• DO THIS
Report every line below that contains the string "bush", copying each such line in full. Case counts.

• RECORDS SHOWN
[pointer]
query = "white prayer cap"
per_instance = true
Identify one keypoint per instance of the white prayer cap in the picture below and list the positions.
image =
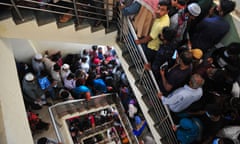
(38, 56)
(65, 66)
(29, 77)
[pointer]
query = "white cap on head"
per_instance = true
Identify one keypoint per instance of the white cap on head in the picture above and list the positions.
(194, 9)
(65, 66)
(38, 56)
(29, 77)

--

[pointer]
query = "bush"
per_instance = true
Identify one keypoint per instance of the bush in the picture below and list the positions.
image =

• FINISHED TASK
query = "bush"
Identify one keypoint per instance of the bush in the picture below and list the positions.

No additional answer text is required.